Outgoing Bulgarian Prime Minister Boyko Borisov waves to supporters outside the parliament in Sofia on February 21. It is unclear who will replace him following the elections.
Outgoing Bulgarian Prime Minister Boyko Borisov waves to supporters outside the parliament in Sofia on February 21. It is unclear who will replace him following the elections.
By Robert Coalson
Following days of sometimes violent protests against austerity measures and reports of corruption in Bulgaria, the government stepped down this week, triggering a political crisis in the European Union's poorest member state.

Amid protesters shouting "Mafia!" and burning their utility bills on February 20, one demonstrator expressed his frustration. "How much longer do we have to endure this? Let's wake up and be Bulgarians! Long live mother Bulgaria!" he told Reuters.

The protests -- the worst since the country's financial meltdown in 1997 -- were triggered by high utility bills combined with corruption scandals, including one involving the government's nominee to head the state electricity regulatory commission, the agency that determines electricity rates.

Bulgarians are frustrated that the austerity budgets they have lived under now for years have yet to pay off and they're increasingly feeling squeezed by rising prices in a stagnant economy. But the crisis there differs from the antiausterity crises that have swept other EU members, such as Portugal, Spain, and Greece.

▶ _Written tasks_:
1. In the article on the Bulgarian protests, which earlier event are the protests described as the worst since?
2. Rewrite the section of the Bulgarian protests article starting with "By Robert Coalson" and going on through "determines electricity rates.", replacing "demonstrator" with "protester".

▶ _Recorded data_:
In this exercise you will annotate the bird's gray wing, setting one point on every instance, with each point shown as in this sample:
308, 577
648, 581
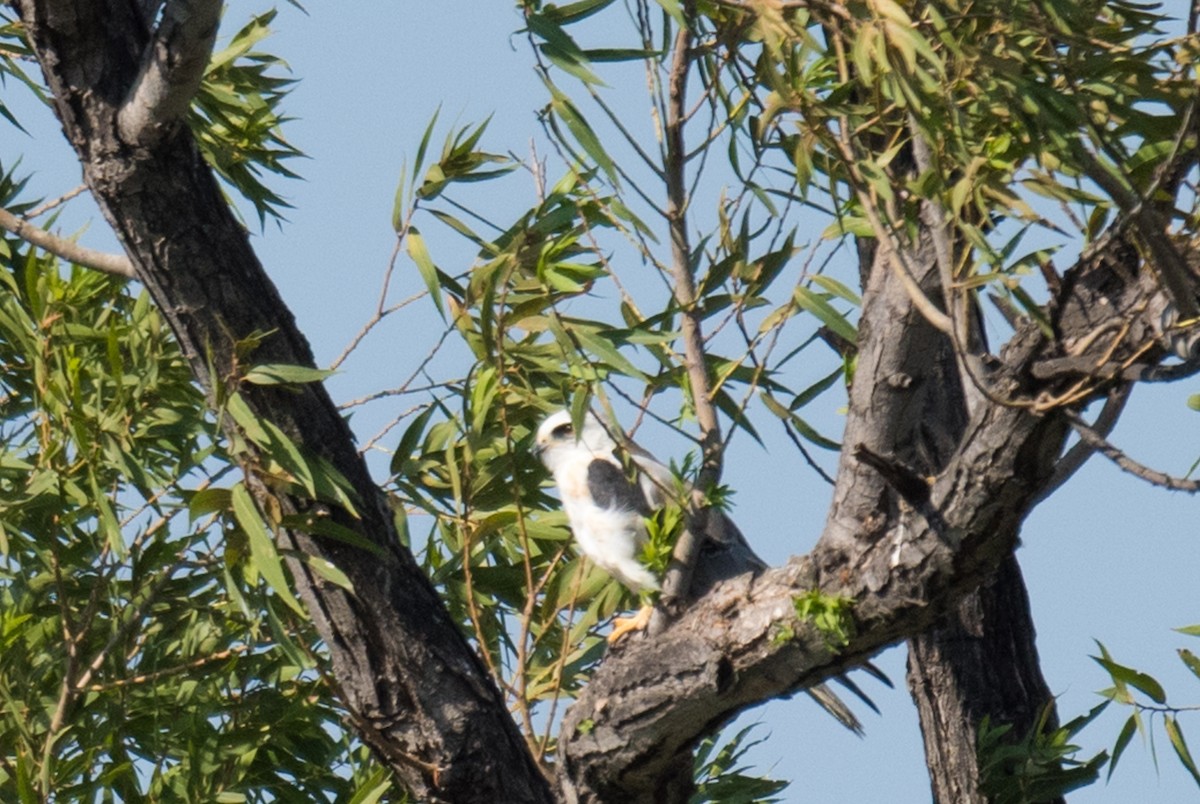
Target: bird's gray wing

▶ _Answers to the problems_:
1. The country's financial meltdown in 1997.

2.
By Robert Coalson
Following days of sometimes violent protests against austerity measures and reports of corruption in Bulgaria, the government stepped down this week, triggering a political crisis in the European Union's poorest member state.

Amid protesters shouting "Mafia!" and burning their utility bills on February 20, one protester expressed his frustration. "How much longer do we have to endure this? Let's wake up and be Bulgarians! Long live mother Bulgaria!" he told Reuters.

The protests -- the worst since the country's financial meltdown in 1997 -- were triggered by high utility bills combined with corruption scandals, including one involving the government's nominee to head the state electricity regulatory commission, the agency that determines electricity rates.